(Stored data entries)
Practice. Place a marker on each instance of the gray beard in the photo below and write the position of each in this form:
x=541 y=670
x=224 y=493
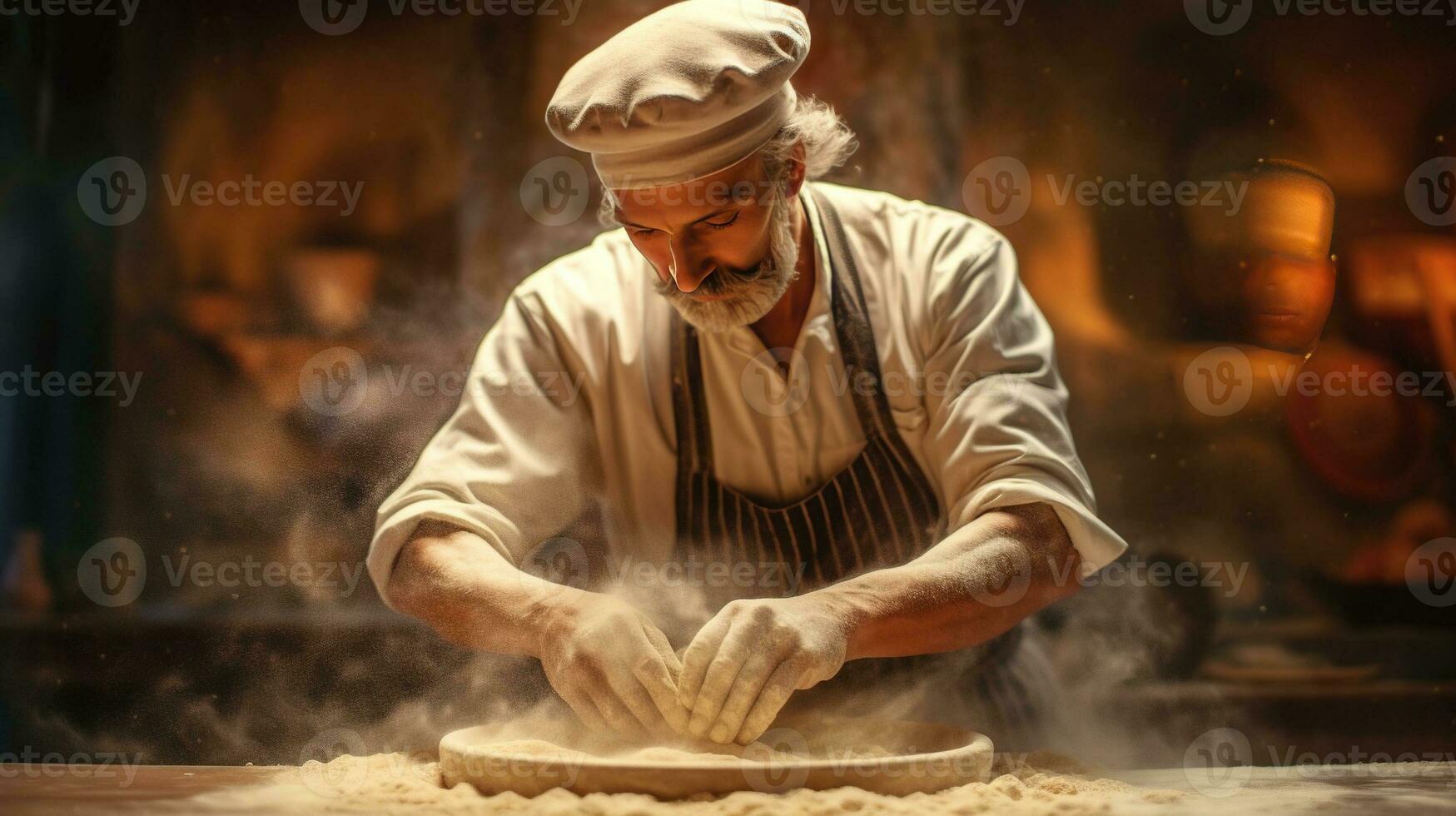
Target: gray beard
x=748 y=296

[Work to complete]
Excluding the pictures, output every entry above without alteration.

[Exercise result]
Practice. Place a marker on each instance of the gray beard in the photo below and write the position of each in this form:
x=541 y=670
x=224 y=493
Target: gray beard
x=748 y=296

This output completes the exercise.